# [Data]
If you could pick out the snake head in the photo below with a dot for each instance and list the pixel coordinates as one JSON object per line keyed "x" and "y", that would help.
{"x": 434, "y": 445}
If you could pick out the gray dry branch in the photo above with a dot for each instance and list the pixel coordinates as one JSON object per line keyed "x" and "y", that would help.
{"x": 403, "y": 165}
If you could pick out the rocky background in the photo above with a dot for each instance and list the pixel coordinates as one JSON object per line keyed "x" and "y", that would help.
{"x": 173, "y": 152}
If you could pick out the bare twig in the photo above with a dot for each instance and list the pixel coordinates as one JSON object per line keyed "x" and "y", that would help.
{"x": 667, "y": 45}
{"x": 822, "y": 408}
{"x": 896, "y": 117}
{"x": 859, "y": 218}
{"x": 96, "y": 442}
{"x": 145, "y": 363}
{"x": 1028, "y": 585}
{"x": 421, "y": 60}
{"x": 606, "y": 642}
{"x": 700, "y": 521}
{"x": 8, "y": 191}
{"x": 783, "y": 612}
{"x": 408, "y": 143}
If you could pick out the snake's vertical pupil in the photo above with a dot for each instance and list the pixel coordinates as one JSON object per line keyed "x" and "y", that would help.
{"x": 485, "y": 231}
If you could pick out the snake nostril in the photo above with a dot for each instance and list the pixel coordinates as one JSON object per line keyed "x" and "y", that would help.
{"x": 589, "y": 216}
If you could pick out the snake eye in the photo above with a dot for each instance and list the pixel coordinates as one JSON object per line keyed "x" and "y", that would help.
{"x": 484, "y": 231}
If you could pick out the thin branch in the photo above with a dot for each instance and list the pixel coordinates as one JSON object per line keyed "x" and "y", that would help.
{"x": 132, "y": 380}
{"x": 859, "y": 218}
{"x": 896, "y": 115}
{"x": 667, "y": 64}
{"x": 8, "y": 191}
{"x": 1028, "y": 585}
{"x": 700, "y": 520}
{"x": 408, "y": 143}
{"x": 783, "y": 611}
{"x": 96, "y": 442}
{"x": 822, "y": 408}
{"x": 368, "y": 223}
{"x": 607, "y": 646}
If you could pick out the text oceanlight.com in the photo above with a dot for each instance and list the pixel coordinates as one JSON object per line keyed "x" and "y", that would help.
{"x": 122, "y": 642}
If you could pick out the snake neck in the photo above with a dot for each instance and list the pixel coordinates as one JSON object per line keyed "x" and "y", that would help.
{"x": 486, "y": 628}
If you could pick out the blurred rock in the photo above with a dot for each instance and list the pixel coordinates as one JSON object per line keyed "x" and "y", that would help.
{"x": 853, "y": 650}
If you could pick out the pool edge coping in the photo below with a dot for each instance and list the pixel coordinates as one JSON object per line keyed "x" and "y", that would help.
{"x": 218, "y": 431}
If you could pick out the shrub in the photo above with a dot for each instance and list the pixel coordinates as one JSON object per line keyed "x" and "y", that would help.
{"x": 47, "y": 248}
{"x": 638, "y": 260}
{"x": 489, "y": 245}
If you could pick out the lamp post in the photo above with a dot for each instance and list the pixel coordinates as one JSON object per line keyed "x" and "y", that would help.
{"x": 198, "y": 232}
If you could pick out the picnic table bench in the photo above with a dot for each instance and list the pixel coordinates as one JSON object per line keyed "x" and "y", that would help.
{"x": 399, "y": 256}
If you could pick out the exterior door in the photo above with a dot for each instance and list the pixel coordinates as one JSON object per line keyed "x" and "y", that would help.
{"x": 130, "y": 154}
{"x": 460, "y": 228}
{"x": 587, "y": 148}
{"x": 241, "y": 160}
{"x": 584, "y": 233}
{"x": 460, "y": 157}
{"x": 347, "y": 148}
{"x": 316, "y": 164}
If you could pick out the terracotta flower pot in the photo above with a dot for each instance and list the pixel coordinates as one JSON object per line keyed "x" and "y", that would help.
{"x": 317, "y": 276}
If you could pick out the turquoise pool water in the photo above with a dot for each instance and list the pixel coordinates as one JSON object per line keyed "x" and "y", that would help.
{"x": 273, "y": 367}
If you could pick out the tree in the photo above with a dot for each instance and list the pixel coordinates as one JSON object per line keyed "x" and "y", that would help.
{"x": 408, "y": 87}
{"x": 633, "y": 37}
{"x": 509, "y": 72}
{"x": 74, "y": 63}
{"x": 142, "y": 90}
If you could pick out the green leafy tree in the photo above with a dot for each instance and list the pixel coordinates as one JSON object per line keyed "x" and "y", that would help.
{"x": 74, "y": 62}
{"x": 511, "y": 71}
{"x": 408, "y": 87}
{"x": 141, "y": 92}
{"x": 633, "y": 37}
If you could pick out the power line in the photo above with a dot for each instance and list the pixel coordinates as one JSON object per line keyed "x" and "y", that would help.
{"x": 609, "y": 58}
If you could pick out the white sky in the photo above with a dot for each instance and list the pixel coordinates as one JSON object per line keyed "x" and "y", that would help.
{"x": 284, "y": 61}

# [The problem]
What you return should be only the lines from the line containing "If you could pick out the white" through the end of the material above, reproduced exactly, first and last included.

# [Answer for this exercise]
If you could pick out the white sky in the photo above with a dot for each instance and list the pixel coordinates as one JSON object per line keyed "x" and "y", that would help.
{"x": 284, "y": 61}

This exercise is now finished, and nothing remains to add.